* EXTRAIT
++++

Loz : Je pense que c’est parce que nous avons réalisé nos maquettes à la maison. Ça nous a permis de plus expérimenter que d’habitude. Lorsque j’ai fait écouter Rocket Silver Symphony au groupe, je pensais que ce serait la seule chanson avec une dominante synthétique sur l’album. J’ai été ravis de constater l’inverse. Steve venait d’acquérir du nouveau matériel quand il a composé Lannoy Point. Il s’est amusé avec pour apprendre à s’en servir.
Andy : L’électronique a souvent été présente dans notre musique. Leave Them All Behind en est un bon exemple. A un moment je me suis demandé si nous ne devrions pas enregistrer un album électronique. Je nous imaginais nous transformer en machines. Et puis Erol Alkan, notre producteur, nous a révélé une facette de lui que j’ignorais. Celle d’un producteur passionné de rock très direct.
Vous aviez repris The Model de Kraftwerk sur la compilation Ruby Trax en 1992. Étiez-vous déjà immergés dans la musique électronique à cette époque ?
Loz : Nous avons toujours été fascinés par la musique électronique. Lors de notre reformation, je me souviens d’un moment très précis passé avec Andy. Nous étions à Glasgow dans une boutique spécialisée dans le matériel pour les DJ. Nous sommes tombés sur des synthés Modular. Andy était fasciné, il a fini par en acheter un. Il en explore encore aujourd’hui toutes les facettes.
Andy : C’était la première fois que je voyais un instrument de cette marque. Il se trouvait dans la vitrine. J’ai été intrigué par ses possibilités. Le vendeur m’a fait une démonstration. J’ai appris à m’en servir au fur et à mesure que la tournée avançait. J’ajoutais de plus en plus de bribes synthétiques à nos chansons en concert.
Vous sortez à plusieurs reprises du cadre classique d’une chanson. L’utilisation du flanger dans Weather Diaries, la coupure sur White Sands. Quelle a été la part d’expérimentation en studio ?

++++

* DONNÉES FOURNIES

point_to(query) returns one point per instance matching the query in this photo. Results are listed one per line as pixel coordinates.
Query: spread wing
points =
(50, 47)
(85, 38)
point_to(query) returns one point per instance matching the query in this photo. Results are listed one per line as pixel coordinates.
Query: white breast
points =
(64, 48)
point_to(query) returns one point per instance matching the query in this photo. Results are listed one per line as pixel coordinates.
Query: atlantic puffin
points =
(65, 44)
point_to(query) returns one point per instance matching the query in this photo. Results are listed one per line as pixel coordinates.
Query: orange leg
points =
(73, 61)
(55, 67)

++++

* EXERCICES
1 > Répondez brièvement à partir de l'entretien :
(a) Qui est le producteur de l'album ?
(b) Dans quelle ville se trouvait la boutique de matériel pour DJ ?
(c) Quelle chanson Loz croyait-il être la seule de l'album à dominante synthétique ?
2 > Réécrivez le passage de l'entretien qui commence aux mots « Vous aviez repris » et s'arrête après « chansons en concert. », en substituant « un magasin spécialisé » à « une boutique spécialisée ».

* RÉPONSES RÉDIGÉES
1 >
(a) Erol Alkan.
(b) À Glasgow.
(c) Rocket Silver Symphony.

2 >
Vous aviez repris The Model de Kraftwerk sur la compilation Ruby Trax en 1992. Étiez-vous déjà immergés dans la musique électronique à cette époque ?
Loz : Nous avons toujours été fascinés par la musique électronique. Lors de notre reformation, je me souviens d’un moment très précis passé avec Andy. Nous étions à Glasgow dans un magasin spécialisé dans le matériel pour les DJ. Nous sommes tombés sur des synthés Modular. Andy était fasciné, il a fini par en acheter un. Il en explore encore aujourd’hui toutes les facettes.
Andy : C’était la première fois que je voyais un instrument de cette marque. Il se trouvait dans la vitrine. J’ai été intrigué par ses possibilités. Le vendeur m’a fait une démonstration. J’ai appris à m’en servir au fur et à mesure que la tournée avançait. J’ajoutais de plus en plus de bribes synthétiques à nos chansons en concert.